### Problem statement
Recast every one of the rows below as a numbered list, omitting blank lines and excluding the pictures.

### Information shown

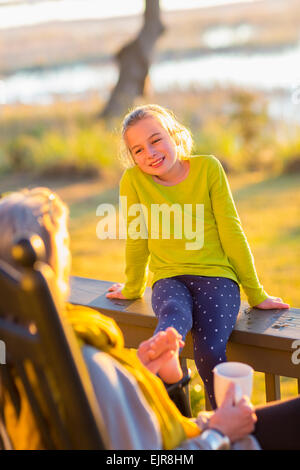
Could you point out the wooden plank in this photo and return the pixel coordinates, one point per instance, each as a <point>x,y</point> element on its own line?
<point>272,382</point>
<point>275,329</point>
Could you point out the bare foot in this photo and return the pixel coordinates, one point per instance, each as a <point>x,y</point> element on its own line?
<point>160,354</point>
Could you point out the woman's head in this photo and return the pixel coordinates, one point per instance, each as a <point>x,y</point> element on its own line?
<point>177,133</point>
<point>42,212</point>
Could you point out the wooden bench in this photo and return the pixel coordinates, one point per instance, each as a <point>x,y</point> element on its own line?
<point>262,338</point>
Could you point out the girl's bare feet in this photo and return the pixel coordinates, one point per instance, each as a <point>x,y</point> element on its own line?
<point>160,354</point>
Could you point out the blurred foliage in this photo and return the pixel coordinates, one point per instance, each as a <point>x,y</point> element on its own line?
<point>66,138</point>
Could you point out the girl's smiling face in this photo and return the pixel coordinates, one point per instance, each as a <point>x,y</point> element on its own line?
<point>152,148</point>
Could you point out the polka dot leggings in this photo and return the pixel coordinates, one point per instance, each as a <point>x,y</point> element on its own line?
<point>208,306</point>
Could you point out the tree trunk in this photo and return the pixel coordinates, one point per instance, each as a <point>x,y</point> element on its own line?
<point>134,60</point>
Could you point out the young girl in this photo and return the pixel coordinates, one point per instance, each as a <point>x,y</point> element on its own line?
<point>195,284</point>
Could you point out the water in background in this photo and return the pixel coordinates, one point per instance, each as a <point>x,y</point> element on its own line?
<point>259,71</point>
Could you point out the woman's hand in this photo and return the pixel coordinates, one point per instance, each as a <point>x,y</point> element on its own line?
<point>272,302</point>
<point>235,421</point>
<point>115,292</point>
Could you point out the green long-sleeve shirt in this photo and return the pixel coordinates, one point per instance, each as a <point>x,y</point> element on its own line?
<point>203,208</point>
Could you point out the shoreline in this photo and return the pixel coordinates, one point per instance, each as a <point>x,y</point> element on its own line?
<point>57,44</point>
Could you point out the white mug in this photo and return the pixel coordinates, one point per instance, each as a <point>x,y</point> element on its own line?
<point>238,373</point>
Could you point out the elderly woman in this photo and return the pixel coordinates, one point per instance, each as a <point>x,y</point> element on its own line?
<point>140,415</point>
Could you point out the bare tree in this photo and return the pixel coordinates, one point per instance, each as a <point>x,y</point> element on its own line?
<point>134,60</point>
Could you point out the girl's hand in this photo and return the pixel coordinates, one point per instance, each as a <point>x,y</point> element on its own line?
<point>115,292</point>
<point>272,302</point>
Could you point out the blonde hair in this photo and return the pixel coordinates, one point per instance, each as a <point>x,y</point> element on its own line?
<point>180,134</point>
<point>29,211</point>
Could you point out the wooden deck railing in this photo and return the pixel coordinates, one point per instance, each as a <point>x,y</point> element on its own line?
<point>268,340</point>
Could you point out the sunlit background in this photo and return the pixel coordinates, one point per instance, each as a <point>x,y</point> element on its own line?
<point>229,70</point>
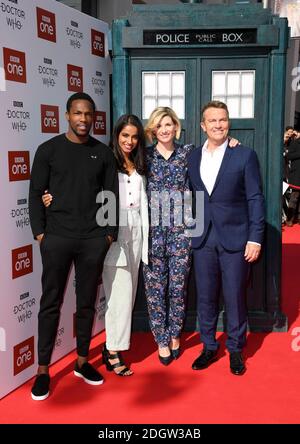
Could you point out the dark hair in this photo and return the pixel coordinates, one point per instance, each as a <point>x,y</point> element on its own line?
<point>137,156</point>
<point>80,96</point>
<point>214,104</point>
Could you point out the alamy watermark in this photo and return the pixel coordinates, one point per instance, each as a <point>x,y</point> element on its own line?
<point>296,81</point>
<point>296,341</point>
<point>167,209</point>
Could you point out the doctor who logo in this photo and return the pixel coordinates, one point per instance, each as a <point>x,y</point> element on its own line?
<point>99,123</point>
<point>98,43</point>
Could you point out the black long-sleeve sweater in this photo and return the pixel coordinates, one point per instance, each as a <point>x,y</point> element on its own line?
<point>74,174</point>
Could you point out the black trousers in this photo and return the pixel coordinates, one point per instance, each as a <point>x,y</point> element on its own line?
<point>58,253</point>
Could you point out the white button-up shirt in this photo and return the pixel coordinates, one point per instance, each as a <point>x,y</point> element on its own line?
<point>210,165</point>
<point>130,190</point>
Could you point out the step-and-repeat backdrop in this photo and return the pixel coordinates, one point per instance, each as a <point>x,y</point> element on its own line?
<point>48,51</point>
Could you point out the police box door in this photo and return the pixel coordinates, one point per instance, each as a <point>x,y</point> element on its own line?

### Response to this task
1. Could you point out the wooden plank in this photo and return the pixel coordinates, one point per instance, each as a <point>x,y</point> element on its own line?
2. <point>272,382</point>
3. <point>275,329</point>
4. Could you point out the bare foot in this photo and return the pixel coordinates, one point per instance, each as a <point>x,y</point> element on its own line?
5. <point>160,354</point>
6. Could you point out the woman's head in this photo and return the pixel coordinates, one point per instance, each as a <point>x,y</point> element on its own line?
7. <point>177,133</point>
8. <point>42,212</point>
9. Could you point out the wooden bench in this photo and return the pixel coordinates, one point per instance, each as a <point>x,y</point> element on its own line?
10. <point>262,338</point>
11. Could you point out the girl's bare feet in this photo and return the pixel coordinates, one point per instance, each as a <point>x,y</point> element on its own line?
12. <point>160,354</point>
13. Could you point out the blurred foliage in this photo and return the pixel coordinates, one point per instance, each as a <point>x,y</point> element on its own line?
14. <point>66,138</point>
15. Could you point out the girl's smiling face in this photo and return the pixel coordinates, one point per instance, each as a <point>x,y</point> element on its own line?
16. <point>152,148</point>
17. Could you point out the polka dot leggings in this photo and return the pixel coordinates, one point per instance, each as a <point>x,y</point> element on its own line?
18. <point>208,306</point>
19. Could you point out the tree trunk in this photo and return the pixel coordinates, one point per instance, each as a <point>x,y</point> element on its own line?
20. <point>134,60</point>
21. Could you point out the young girl in this photo and return the pixel coordinates, one point per instance, each as a <point>x,y</point> element on its own line?
22. <point>195,284</point>
23. Could you point out the water in background in this photo and return the pixel coordinates, one point per instance, each as a <point>x,y</point> element on its own line?
24. <point>259,71</point>
25. Could you point out the woman's hand in this photo and return the pixel coordinates, one point per instance, each as a <point>x,y</point> element on its own line?
26. <point>272,302</point>
27. <point>235,421</point>
28. <point>115,292</point>
29. Could you point out the green long-sleeve shirt in this photo and return the pixel coordinates, one point per instance, each as a <point>x,y</point> element on its own line?
30. <point>203,208</point>
31. Could you point out the shoreline in this photo and return the pixel coordinates, one point per instance, each as a <point>x,y</point> element on its own line?
32. <point>57,44</point>
33. Could you point out the white mug in this photo and return the pixel coordinates, one point per instance, each as a <point>x,y</point> element on its own line?
34. <point>238,373</point>
35. Could you point out the elderly woman in this photo and return the pixel coordinates, one point per instance, each as a <point>x,y</point> element on its own line?
36. <point>140,415</point>
37. Could you point out the bare tree in this photo and return the pixel coordinates, one point per instance, each as a <point>x,y</point> element on its own line?
38. <point>134,60</point>
39. Could you point out the girl's hand in this photo and return the pixel coordinates, one point per instance, each as a <point>x,y</point> element on its own line?
40. <point>115,292</point>
41. <point>272,302</point>
42. Could you point out the blonde hair in this photo and return the pixel coordinates, one point per instance, each as a <point>x,y</point> element on its own line?
43. <point>180,134</point>
44. <point>29,211</point>
45. Could you point out the wooden deck railing in this photo and return the pixel coordinates, one point per instance, each as a <point>x,y</point> element on its own line?
46. <point>268,340</point>
47. Could you point out the sunlit background in this photo and return the pixel coordinates, one point per instance, each as a <point>x,y</point> element on its own line?
48. <point>229,70</point>
49. Could you point out the dark hair in this photo and return the pixel coordinates, one point per instance, each as a <point>x,y</point> element on its own line?
50. <point>137,156</point>
51. <point>80,96</point>
52. <point>214,104</point>
53. Could you point out the alamy watermark in this photo and return the pixel coordinates, one point per instance, each as a <point>x,y</point> element on its own line?
54. <point>296,81</point>
55. <point>296,341</point>
56. <point>167,209</point>
57. Could you point out the doctor who logo in this photo and return the pixel coordinates, one point per instance, each as a <point>x,y</point> element on its own line?
58. <point>99,123</point>
59. <point>98,43</point>
60. Could you point out the black long-sleeve sweater in this photo and return the pixel coordinates, one point per instance, each as a <point>x,y</point> element on its own line?
61. <point>74,174</point>
62. Could you point out the black trousers in this photo and return the pixel coordinates, one point per instance, each as a <point>x,y</point> element on its own line?
63. <point>58,253</point>
64. Could you point out the white button-up shirt in this photo and return the pixel coordinates, one point per instance, each as a <point>x,y</point> element on its own line?
65. <point>210,165</point>
66. <point>130,190</point>
67. Could you point out the step-and-repeat backdrop in this photo and return the pixel coordinates, one point per instance, each as a <point>x,y</point> element on its own line?
68. <point>48,51</point>
69. Could you point out the police box door in this photo and return the pixel coordinates, one point per instance, each as a <point>x,y</point> element on its own line?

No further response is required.